---------- INPUT FOR THIS TASK

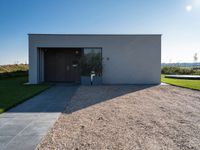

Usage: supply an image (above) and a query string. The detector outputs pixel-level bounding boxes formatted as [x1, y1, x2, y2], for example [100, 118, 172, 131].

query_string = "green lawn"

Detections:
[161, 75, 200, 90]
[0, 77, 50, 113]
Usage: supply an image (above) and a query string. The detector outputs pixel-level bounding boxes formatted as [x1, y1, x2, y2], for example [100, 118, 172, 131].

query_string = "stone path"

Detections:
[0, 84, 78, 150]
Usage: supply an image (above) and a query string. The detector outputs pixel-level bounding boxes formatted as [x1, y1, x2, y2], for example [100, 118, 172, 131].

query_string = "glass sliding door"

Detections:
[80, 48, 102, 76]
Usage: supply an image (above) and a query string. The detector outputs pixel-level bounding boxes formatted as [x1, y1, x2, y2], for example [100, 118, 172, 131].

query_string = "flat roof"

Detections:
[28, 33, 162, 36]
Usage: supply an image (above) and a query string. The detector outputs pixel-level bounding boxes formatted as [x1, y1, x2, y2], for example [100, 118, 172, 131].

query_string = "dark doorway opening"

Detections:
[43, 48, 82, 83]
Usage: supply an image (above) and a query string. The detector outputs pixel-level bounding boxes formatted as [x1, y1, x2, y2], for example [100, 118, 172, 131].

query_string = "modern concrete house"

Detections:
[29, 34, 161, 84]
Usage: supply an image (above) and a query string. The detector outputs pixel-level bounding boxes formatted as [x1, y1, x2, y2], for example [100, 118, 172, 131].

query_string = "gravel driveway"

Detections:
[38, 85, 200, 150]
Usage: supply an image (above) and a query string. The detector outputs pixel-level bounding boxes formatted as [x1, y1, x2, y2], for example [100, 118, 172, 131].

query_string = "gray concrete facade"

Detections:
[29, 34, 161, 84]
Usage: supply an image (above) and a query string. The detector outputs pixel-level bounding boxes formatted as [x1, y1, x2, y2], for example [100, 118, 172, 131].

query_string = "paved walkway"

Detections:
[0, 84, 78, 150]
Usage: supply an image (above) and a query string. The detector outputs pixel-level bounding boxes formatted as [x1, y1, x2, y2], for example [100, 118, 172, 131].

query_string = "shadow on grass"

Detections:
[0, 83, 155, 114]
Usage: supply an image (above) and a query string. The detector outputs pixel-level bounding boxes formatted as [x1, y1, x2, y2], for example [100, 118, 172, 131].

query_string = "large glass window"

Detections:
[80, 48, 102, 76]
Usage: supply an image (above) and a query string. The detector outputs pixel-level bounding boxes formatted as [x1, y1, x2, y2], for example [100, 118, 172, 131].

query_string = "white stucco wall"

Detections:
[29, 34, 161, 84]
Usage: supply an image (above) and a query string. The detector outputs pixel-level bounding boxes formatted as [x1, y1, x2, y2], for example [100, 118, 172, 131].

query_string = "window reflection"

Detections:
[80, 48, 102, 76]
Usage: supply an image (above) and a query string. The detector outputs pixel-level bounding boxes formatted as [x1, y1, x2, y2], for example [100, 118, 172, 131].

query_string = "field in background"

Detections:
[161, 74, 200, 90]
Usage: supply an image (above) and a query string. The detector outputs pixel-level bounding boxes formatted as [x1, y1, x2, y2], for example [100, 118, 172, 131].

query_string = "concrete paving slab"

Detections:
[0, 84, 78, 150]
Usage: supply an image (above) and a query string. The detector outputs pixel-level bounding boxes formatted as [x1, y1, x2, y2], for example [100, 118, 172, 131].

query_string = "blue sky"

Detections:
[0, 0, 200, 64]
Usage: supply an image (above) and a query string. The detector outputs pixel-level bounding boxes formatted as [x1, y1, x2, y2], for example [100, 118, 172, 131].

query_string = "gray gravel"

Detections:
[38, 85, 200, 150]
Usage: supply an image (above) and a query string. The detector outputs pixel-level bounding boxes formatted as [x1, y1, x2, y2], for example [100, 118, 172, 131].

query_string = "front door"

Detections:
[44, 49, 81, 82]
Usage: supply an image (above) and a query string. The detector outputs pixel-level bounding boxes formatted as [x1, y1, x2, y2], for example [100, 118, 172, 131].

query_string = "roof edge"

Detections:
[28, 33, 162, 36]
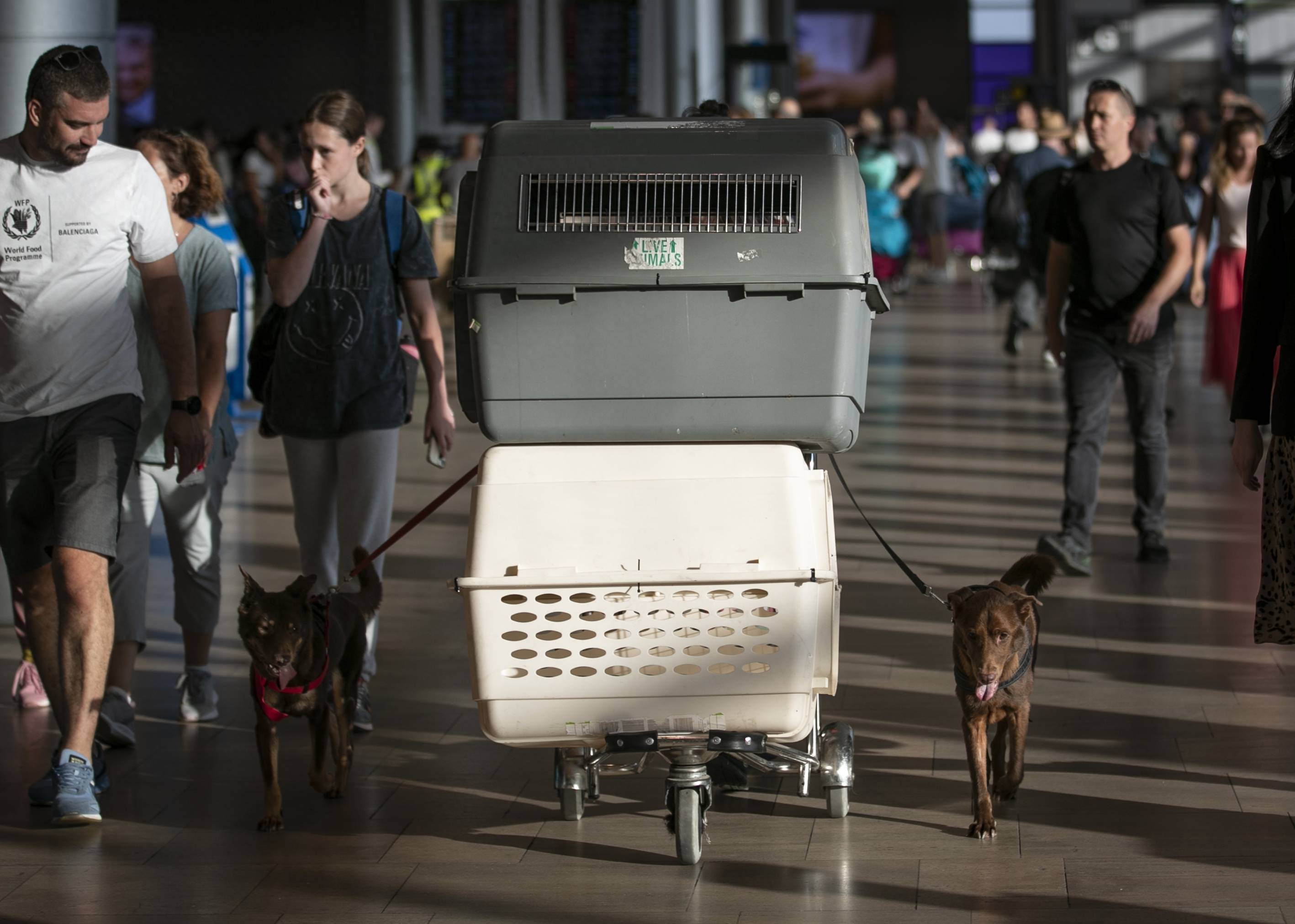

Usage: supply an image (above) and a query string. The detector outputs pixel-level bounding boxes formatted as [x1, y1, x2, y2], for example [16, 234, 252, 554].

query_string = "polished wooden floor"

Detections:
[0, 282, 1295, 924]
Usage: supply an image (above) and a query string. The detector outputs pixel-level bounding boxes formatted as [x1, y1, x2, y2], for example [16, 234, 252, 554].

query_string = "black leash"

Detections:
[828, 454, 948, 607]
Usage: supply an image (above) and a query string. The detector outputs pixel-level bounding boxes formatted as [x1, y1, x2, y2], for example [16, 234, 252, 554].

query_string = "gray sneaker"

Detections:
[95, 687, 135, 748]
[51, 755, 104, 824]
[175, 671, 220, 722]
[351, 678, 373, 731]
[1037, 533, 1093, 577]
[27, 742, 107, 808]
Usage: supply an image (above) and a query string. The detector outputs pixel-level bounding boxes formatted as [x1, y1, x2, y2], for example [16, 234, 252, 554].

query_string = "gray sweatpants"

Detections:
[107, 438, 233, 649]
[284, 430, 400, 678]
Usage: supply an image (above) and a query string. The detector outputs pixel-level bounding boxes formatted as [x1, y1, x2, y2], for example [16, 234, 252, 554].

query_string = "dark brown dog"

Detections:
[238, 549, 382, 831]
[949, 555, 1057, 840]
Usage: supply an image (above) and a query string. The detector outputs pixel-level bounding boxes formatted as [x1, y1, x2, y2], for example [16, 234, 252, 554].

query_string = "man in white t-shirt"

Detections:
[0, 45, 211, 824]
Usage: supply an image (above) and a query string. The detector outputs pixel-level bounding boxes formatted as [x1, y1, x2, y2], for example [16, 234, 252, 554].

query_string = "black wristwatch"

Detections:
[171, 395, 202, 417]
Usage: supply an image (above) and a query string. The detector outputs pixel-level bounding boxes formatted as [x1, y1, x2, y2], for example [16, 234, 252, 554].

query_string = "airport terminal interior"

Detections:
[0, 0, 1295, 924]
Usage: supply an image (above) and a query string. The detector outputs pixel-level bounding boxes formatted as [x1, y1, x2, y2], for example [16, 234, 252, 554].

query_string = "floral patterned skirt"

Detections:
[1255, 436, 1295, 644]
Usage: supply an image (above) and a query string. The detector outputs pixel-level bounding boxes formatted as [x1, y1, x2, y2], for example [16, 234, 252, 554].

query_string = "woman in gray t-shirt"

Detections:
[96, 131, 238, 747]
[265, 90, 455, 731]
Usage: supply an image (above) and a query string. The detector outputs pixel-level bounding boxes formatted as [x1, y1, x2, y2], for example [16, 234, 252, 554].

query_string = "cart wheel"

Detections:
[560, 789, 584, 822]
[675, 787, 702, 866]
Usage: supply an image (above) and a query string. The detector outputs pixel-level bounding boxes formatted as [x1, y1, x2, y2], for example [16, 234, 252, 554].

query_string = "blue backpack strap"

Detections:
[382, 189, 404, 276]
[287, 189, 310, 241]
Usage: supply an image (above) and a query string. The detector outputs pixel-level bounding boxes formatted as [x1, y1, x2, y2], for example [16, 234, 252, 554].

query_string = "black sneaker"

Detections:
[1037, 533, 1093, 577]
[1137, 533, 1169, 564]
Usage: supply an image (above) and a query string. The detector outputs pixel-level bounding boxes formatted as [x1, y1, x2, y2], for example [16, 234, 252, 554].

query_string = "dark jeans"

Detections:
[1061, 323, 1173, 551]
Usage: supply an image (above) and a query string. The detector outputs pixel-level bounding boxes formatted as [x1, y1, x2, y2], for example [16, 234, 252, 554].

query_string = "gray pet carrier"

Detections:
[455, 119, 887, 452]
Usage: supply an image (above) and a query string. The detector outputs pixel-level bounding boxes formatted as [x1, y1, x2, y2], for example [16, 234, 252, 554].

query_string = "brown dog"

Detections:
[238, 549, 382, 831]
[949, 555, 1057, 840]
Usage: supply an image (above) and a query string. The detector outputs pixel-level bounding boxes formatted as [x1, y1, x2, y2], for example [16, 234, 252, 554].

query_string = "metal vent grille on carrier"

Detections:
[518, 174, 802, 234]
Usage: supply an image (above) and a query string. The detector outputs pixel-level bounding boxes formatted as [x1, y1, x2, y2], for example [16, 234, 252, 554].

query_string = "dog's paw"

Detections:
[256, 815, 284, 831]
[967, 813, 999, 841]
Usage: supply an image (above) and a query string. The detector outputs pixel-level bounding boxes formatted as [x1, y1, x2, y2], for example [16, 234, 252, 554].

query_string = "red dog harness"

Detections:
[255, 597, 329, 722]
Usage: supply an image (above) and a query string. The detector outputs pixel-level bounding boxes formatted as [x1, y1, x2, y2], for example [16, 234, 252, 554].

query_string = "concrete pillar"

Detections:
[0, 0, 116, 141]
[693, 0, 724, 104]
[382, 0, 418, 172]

--------------------

→ **PROBLEM TO WORK ON**: Please rewrite the part of the material that opens at its very start and closes with the line containing "[0, 77, 50, 113]", replacing "detector" with "locator" and leaving everything else unchanged. Leave the pictures out of your answer.

→ **COMPLETED TASK**:
Usage: supply an image (above) and a query string. The locator outputs pixel-level bounding boxes formatted as [x1, y1, x2, y2], for example [100, 118, 172, 131].

query_string = "green lawn"

Detections:
[161, 75, 200, 90]
[0, 77, 50, 113]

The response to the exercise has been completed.